**Source passage:**
On The Digital Dilemma – Accuracy at Altitude – The Joy Trip Project

On The Digital Dilemma – Accuracy at Altitude – The Joy Trip Project

Photo by David J. Swift


Alpinist Magazine editor Katie Ives sat on one of the many panel discussions during the 2011 Banff Mountain Film Festival. In a rousing discussion moderated by University of Calgary mountain literature specialist, Harry Vandervlist she and fellow panelists Anthony Whittome, Freddie Wilkinson, Dr. George Rodway, and David Roberts explored the role electronic media plays in reporting the great ascents of climbers throughout the world. Called The Digital Dilemma –Accuracy at Altitude, the panel explored how modern technology helps to overcome but sometimes contributes to a false accounting of the facts under circumstances where human perception can be compromised.

With the ability to post expedition details instantaneously to the Internet via satellite, alpine men and women can update their online followers, including journalists, within moments of reaching a distant summit or safely returning to base camp. But in this environment where altitude and exhaustion can cause extreme disorientation it begs the question as to whether or not these reports can be deemed reliable. And in the interests of accuracy there is likely a case to be made for a slower, more traditional approach to storytelling in the hopes of keeping the record straight.
In her comments Ives’, a writer and editor, delivered a well-informed, thoughtful essay on how mountain reporting could benefit from old-fashioned journalism conveyed with serious deliberation as painstaking as the climbs themselves. With Ives’ permission her story is published here to continue the discussion and perhaps raise a few more points of interest. ~JEM
 
The Footsteps on Mt. Hayes
In the spring of 2011, a team of British alpinists had a high-tech website with bright images of a dark-blue sky and sharp-white ridges. They had a satellite tracking system intended to keep viewers informed of their location in “real time,” on they thought would be the first ascent of the West Ridge of Alaska’s Mt. Hayes. The only problem is that, unbeknownst to them, their objective had already been climbed—thirty-three years before.
The original West Ridge climbers had deliberately avoided any media attention. Nonetheless, the American Alpine Journal contained at least one oblique clue to their existence. Richard Ellsworth’s brief report of a 1978 alpine-style ascent on the Southwest Face of Mt. Hayes concluded with a mysterious reference: “We descended the West Ridge, following in the steps of two friends, who had made their ascent two days prior.”
Alaskan climbing writer Jeff Benowitz learned of the British team’s plans, and he told them about the footsteps that had been recorded decades earlier in the snow. The Brits chose another route, but they added a good-natured comment to their trip report about locals who preferred to “keep ascents to themselves, allowing others the pleasure of the ‘second first ascent,’ a good way of keeping the adventure true!”

**Given instruction 1:** Count the lines in the listing that contain the string "thistle", treating uppercase and lowercase as different. Give only the number.
The article and the listing after it have no connection to each other.

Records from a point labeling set

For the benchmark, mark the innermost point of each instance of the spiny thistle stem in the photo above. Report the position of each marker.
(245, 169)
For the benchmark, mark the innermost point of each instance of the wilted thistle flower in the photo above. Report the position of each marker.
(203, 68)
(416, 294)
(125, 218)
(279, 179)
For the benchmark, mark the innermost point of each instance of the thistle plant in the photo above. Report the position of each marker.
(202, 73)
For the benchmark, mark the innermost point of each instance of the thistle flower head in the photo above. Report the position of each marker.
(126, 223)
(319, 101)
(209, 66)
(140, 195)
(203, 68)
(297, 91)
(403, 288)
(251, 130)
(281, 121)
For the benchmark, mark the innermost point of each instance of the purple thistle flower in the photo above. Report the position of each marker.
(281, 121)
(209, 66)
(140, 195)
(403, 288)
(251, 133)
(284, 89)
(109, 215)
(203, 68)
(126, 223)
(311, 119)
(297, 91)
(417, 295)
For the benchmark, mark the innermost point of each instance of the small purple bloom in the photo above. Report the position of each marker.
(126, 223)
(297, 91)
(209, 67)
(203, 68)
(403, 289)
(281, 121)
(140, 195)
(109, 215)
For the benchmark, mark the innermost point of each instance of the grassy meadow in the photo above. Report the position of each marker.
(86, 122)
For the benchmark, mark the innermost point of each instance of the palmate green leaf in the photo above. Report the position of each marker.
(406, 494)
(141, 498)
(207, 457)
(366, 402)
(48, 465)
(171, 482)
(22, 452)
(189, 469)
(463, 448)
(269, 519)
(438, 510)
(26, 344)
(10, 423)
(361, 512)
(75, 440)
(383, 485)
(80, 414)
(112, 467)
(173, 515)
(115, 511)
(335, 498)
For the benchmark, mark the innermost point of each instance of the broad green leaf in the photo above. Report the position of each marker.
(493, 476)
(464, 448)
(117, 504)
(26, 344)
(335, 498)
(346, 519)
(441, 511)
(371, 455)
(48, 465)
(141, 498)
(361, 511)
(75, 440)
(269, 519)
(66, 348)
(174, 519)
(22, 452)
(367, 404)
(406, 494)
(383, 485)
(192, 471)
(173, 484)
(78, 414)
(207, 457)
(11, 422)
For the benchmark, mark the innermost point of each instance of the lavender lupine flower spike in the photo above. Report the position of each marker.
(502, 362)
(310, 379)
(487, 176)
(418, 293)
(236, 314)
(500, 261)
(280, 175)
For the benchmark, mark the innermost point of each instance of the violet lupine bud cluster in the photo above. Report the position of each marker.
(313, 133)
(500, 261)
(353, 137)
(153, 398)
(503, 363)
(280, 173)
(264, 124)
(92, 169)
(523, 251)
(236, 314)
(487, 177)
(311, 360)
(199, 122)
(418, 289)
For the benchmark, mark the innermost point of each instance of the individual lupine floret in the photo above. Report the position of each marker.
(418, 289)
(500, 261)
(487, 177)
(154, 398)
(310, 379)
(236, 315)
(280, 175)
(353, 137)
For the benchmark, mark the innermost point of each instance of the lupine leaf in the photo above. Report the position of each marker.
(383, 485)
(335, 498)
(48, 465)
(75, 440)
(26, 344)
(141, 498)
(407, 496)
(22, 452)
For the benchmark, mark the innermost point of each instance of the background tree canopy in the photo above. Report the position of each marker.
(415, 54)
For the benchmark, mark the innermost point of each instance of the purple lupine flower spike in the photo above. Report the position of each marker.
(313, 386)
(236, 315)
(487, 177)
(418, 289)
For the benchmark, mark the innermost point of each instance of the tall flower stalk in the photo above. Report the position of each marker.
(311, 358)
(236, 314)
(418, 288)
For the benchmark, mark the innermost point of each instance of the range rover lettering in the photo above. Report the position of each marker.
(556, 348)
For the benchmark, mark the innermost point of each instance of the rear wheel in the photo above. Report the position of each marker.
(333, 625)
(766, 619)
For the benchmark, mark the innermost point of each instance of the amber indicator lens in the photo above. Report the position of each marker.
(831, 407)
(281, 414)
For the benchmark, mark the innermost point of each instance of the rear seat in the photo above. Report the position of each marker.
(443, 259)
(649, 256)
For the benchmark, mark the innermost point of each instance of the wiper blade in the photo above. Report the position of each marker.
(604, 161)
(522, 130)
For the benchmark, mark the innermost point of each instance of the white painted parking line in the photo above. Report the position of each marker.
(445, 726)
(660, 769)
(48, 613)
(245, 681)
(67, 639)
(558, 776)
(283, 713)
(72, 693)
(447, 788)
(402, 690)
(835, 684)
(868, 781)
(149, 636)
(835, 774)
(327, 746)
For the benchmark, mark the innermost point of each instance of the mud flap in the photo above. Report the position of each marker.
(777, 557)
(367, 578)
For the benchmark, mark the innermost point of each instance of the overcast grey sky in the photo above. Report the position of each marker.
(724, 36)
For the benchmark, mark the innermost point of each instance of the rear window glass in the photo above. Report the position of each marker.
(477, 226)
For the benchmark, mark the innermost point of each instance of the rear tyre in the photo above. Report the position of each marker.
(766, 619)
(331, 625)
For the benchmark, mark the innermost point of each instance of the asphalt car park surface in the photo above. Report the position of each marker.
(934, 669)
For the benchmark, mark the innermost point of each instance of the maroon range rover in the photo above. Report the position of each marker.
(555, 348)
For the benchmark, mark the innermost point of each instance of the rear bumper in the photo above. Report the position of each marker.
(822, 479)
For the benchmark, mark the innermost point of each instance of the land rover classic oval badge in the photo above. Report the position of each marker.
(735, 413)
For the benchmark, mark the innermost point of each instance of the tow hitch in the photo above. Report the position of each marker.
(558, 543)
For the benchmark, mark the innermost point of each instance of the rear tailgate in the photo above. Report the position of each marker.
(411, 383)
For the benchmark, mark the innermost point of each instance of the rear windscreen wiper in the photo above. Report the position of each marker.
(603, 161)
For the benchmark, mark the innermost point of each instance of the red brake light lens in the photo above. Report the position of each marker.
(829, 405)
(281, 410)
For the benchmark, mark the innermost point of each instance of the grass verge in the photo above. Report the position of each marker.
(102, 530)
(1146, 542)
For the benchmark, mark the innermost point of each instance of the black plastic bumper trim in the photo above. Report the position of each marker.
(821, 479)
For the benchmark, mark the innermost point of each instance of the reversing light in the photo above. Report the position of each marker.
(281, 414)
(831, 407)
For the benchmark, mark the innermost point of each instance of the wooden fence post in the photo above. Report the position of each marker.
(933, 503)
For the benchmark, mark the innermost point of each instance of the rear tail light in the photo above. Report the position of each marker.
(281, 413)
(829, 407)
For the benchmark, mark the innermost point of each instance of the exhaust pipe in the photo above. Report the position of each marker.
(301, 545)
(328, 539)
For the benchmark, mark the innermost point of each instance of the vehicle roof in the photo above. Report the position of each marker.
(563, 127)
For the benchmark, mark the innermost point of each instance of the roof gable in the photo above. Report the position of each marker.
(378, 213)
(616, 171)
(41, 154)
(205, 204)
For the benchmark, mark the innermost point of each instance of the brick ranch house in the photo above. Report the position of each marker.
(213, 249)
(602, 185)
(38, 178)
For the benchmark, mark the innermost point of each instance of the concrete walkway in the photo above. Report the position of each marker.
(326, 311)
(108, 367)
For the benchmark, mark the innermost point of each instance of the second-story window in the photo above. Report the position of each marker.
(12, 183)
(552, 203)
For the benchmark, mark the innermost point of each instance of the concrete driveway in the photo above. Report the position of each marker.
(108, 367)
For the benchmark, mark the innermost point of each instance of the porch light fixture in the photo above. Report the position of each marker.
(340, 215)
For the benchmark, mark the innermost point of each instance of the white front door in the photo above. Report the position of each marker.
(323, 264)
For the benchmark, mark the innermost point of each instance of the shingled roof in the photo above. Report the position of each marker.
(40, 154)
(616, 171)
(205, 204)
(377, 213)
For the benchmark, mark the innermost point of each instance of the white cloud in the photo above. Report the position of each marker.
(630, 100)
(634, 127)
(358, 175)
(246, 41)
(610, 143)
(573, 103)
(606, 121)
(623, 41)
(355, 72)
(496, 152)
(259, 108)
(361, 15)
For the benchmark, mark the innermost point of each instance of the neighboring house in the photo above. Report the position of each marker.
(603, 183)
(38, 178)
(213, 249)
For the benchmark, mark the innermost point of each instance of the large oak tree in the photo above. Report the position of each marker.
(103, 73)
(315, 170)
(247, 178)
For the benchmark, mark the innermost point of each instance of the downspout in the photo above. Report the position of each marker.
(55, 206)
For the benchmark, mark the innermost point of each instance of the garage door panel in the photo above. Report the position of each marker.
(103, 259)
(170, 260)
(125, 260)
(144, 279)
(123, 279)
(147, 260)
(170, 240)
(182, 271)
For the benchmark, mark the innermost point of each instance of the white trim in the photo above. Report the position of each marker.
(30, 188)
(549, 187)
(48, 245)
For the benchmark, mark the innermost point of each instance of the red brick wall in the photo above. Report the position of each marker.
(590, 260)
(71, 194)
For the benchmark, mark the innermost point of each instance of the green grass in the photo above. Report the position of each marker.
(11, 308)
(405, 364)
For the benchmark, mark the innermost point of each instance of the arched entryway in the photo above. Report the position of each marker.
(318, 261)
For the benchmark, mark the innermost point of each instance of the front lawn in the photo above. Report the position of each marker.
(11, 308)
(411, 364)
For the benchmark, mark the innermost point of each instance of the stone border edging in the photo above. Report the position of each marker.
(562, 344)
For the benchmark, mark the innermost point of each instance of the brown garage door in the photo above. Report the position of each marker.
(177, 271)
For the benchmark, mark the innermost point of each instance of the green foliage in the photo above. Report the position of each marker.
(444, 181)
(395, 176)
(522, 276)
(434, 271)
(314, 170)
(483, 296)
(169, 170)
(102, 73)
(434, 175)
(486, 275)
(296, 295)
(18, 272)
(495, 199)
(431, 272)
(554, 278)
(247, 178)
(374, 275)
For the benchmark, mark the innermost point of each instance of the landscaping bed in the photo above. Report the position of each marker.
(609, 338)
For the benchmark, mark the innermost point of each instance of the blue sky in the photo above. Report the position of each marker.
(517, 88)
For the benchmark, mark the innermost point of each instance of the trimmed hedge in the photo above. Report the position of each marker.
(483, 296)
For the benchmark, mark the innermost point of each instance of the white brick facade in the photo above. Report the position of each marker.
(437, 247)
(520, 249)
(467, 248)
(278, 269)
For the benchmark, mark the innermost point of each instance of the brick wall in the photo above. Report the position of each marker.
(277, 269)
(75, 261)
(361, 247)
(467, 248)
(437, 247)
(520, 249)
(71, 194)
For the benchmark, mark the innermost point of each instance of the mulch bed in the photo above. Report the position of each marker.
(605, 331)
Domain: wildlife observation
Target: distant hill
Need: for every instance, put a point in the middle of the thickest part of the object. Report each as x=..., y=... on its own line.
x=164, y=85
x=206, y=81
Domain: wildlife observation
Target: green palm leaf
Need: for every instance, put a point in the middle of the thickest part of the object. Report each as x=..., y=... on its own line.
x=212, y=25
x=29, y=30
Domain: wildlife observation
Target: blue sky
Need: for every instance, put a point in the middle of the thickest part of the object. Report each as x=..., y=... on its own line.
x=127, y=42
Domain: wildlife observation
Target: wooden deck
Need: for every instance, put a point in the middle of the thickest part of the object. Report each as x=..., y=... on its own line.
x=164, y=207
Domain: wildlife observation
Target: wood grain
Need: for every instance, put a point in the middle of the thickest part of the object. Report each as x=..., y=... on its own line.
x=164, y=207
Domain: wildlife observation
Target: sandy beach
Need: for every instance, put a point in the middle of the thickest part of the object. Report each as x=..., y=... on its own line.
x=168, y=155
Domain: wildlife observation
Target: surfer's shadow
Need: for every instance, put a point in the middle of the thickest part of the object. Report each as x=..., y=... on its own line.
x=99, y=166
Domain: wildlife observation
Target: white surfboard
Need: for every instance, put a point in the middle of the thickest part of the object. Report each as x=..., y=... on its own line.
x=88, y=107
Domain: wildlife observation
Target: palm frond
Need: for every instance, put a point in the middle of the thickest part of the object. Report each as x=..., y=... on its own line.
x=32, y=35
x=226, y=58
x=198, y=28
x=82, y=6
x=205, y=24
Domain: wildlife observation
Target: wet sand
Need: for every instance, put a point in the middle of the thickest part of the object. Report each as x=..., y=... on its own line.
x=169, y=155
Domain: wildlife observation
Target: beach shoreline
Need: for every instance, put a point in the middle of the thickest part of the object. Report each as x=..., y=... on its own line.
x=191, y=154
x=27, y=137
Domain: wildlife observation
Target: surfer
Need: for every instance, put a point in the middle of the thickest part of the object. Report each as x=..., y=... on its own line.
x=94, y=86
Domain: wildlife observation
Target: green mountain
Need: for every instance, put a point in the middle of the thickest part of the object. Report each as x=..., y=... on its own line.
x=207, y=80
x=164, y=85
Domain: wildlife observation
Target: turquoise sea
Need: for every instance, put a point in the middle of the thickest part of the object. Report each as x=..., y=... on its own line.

**Given instruction 2:** Name every panelist, excluding the moderator, who the article says took part in the Digital Dilemma discussion at Banff.

**Reply 1:** 5

**Reply 2:**
Katie Ives
Anthony Whittome
Freddie Wilkinson
Dr. George Rodway
David Roberts